Your instructions -
Rewrite the data from the line containing "spot the rigging wire." through the end of the data, replacing "spot" with "locate" and leaving everything else unchanged.

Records
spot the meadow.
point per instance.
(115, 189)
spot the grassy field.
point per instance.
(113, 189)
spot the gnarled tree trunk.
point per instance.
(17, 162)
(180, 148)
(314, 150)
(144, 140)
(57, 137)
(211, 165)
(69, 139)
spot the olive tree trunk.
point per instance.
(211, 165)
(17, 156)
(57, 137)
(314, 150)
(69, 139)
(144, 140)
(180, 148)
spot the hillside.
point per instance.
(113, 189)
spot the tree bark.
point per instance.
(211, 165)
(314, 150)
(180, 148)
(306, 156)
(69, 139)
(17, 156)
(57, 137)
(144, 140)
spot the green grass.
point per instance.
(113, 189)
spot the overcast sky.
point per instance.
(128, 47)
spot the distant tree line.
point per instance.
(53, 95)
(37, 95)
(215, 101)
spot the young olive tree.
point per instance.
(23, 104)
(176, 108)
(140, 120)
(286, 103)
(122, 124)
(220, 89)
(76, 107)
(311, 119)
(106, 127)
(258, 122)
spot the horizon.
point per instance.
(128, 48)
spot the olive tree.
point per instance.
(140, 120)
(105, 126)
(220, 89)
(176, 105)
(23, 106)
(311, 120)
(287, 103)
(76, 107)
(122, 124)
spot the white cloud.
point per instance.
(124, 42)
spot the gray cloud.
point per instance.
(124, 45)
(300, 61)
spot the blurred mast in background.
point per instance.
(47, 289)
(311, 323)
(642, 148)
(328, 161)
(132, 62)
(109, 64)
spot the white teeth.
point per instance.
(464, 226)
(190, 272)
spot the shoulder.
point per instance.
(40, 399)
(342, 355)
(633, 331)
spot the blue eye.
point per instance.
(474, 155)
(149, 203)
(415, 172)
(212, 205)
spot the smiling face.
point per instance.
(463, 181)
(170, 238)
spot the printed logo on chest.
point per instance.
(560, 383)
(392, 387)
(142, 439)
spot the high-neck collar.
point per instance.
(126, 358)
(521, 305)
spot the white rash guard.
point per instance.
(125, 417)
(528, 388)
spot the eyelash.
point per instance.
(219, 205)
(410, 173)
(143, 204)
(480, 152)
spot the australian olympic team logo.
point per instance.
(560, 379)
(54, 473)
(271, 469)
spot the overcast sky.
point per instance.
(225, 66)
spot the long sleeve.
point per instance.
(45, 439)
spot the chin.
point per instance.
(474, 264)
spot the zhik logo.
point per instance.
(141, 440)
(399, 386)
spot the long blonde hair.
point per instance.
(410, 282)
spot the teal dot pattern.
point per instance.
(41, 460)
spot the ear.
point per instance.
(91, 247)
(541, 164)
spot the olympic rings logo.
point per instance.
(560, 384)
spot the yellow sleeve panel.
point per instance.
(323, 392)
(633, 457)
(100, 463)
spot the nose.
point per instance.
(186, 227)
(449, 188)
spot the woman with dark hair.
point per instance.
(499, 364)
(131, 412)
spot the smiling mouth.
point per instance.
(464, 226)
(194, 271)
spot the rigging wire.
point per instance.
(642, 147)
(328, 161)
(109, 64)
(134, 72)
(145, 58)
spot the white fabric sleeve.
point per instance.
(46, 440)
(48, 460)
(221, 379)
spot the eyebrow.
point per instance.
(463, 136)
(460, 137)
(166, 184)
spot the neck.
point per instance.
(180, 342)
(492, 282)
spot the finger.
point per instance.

Full solution -
locate the rigging wire.
point per instance.
(642, 147)
(328, 161)
(109, 64)
(134, 72)
(145, 58)
locate the white fabric sleeve.
point per instance.
(46, 440)
(48, 460)
(221, 379)
locate the eyebrow.
point per instance.
(463, 136)
(460, 137)
(166, 184)
locate the neck.
point per instance.
(180, 342)
(492, 282)
locate the finger.
point per instance.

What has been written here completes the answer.